*** Supplied data Section Begins ***

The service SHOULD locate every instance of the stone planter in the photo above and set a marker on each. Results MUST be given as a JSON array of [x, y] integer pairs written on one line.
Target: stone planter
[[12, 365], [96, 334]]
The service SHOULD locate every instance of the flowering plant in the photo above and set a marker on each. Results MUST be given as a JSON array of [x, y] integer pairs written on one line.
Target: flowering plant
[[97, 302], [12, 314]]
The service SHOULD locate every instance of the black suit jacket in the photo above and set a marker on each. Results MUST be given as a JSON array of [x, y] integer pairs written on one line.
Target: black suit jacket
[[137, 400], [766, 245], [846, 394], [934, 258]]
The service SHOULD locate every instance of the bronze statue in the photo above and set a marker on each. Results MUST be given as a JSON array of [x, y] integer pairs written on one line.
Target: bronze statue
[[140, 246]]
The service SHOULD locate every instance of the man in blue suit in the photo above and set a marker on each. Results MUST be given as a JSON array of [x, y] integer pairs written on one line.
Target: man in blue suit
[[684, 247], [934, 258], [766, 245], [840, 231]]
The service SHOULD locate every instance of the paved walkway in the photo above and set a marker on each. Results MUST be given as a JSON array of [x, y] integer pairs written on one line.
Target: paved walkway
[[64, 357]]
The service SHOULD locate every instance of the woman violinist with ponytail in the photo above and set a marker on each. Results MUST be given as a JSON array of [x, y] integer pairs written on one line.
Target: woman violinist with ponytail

*** Supplied data Section Ends ***

Search the preceding listing for the word "ponytail" and pull out every line that holds it.

● Solution to this exercise
The service SHOULD locate every instance of the woman violinist with ponytail in the photo above and set a marker on each. Results MUST be given as a JSON array of [x, y] integer pairs written on one line.
Target: woman violinist with ponytail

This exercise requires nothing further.